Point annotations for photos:
++++++++

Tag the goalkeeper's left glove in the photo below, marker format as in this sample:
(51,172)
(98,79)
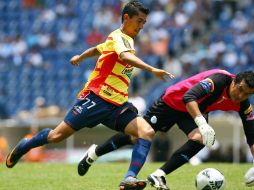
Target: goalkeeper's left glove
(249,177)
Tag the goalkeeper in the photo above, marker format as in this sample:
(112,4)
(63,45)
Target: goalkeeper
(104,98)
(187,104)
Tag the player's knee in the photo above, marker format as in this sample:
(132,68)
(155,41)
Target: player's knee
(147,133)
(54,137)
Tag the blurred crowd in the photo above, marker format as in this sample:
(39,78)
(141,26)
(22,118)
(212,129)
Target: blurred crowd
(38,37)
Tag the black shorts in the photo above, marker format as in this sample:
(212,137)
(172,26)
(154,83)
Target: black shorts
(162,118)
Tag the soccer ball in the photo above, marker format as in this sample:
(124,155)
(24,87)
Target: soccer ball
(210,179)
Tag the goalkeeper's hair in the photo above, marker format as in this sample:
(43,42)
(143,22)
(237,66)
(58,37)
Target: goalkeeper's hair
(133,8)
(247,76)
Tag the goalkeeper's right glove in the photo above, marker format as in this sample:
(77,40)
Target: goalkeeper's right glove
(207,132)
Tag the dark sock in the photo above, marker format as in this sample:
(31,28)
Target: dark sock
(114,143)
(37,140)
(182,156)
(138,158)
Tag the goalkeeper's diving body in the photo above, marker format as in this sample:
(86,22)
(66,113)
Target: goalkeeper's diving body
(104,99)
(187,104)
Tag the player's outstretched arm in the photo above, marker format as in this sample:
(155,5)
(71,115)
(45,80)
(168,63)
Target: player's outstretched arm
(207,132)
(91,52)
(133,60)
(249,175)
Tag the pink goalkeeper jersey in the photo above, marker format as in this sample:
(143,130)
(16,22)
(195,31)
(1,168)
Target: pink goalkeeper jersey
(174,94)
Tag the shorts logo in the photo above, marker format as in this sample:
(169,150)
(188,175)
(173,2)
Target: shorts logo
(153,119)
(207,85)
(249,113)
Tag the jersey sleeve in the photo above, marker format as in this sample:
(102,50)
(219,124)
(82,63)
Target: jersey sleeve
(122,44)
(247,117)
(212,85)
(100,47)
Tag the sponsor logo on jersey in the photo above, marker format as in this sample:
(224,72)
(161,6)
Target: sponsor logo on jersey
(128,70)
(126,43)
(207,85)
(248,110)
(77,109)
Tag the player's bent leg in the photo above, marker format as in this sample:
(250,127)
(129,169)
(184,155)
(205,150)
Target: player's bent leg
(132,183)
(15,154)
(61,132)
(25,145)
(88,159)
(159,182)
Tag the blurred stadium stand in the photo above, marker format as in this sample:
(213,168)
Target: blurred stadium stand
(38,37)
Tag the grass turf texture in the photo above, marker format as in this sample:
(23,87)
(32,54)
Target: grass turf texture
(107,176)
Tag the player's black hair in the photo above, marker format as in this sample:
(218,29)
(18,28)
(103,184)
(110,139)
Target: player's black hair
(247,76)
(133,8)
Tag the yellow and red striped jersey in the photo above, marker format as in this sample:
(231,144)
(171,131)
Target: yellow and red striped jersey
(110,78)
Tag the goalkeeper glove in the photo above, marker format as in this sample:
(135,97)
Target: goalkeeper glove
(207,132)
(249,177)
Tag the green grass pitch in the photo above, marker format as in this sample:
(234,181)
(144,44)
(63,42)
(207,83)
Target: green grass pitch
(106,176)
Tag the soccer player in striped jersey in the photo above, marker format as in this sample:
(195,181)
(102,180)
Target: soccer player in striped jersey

++++++++

Print the whole listing above once more, word for word, without its pictures.

Task result:
Tag the goalkeeper's left glove in the photo below, marker format as in this sample:
(51,172)
(98,79)
Target: goalkeeper's left glove
(249,177)
Tag the goalkeeper in the photo above, marker format as in this sample:
(112,4)
(63,45)
Target: goalkeeper
(104,98)
(187,104)
Tag the player's knee in the photo above, marker format as in this sample:
(132,68)
(155,41)
Target: player's knee
(147,133)
(54,137)
Tag the blurred crowd in the photo above, marker format as in this sample:
(39,78)
(141,26)
(22,118)
(212,129)
Target: blurred crowd
(38,37)
Tag the black shorts in the photo above, marker format as in this sample:
(212,137)
(172,26)
(154,83)
Target: black shorts
(162,118)
Tag the soccer ball in the photo above, marker format as in this sample:
(124,155)
(24,87)
Target: soccer ball
(210,179)
Tag the goalkeeper's hair in the photo above, marker format as in this sample:
(43,42)
(143,22)
(237,66)
(58,37)
Target: goalkeeper's hair
(133,8)
(247,76)
Tag the goalkeeper's right glove in the photo above, marker format as in this sample:
(77,40)
Target: goalkeeper's right glove
(207,132)
Tag the dark sock in the photo above, marker format as in this sample:
(31,28)
Target: dark sock
(114,143)
(37,140)
(182,156)
(138,158)
Tag the goalkeeper's diving body in the photo above, marker format as in this sample:
(86,22)
(66,113)
Target: goalkeeper's diving body
(104,99)
(187,104)
Tag the player's outstretched arm in the photo above, marker format as in this sample:
(155,5)
(71,115)
(45,80)
(168,63)
Target: player's outstretched arm
(207,132)
(91,52)
(133,60)
(249,175)
Tag the pink goalkeeper jersey in the photo above, marker format as in this sample:
(143,130)
(16,22)
(195,31)
(1,168)
Target: pink goalkeeper jersey
(174,94)
Tag the shorts logo in the photo above, marker format as in this sample:
(169,150)
(188,175)
(173,2)
Target: shorts logo
(153,119)
(207,85)
(249,113)
Tag the jersey sleeve in the photo above, marker format as in this sample:
(102,50)
(219,124)
(82,63)
Target: jersey sleeve
(122,44)
(247,117)
(212,85)
(100,47)
Tag the sponsor logo on jersey in the photo above, marker format as in this sample:
(224,72)
(161,6)
Target: sponsor logo on jersey
(128,70)
(126,43)
(207,85)
(248,110)
(77,109)
Tag the player's bent leg in the photo above, marker format as in this sample:
(250,127)
(129,169)
(184,155)
(205,150)
Target: player's bent leg
(132,183)
(15,154)
(61,132)
(25,145)
(88,159)
(159,182)
Tag the blurred stadium stand in the photo above, marker format as in this sample:
(213,168)
Target: blurred stadium stand
(38,37)
Tag the grass turf texture in the photo above, marker format as in this sample:
(23,87)
(32,54)
Target: grass turf texture
(107,176)
Tag the player's black hair in the photo above, marker format as in this sample:
(218,29)
(18,28)
(103,184)
(110,139)
Target: player's black hair
(247,76)
(133,8)
Tag the yellow and red striped jersey in the photo above, marker format as in this sample:
(231,144)
(171,131)
Target: yellow and red striped jersey
(110,78)
Tag the goalkeeper glove in the photo above, marker format as in this sample:
(135,97)
Target: goalkeeper glove
(207,132)
(249,177)
Tag the green grass pitch in the photo above, marker format as in this sample:
(234,181)
(144,44)
(63,42)
(207,83)
Target: green grass pitch
(106,176)
Tag the soccer player in striped jersey in the photo above, marker format as in this sample:
(195,181)
(102,180)
Target: soccer player in striped jersey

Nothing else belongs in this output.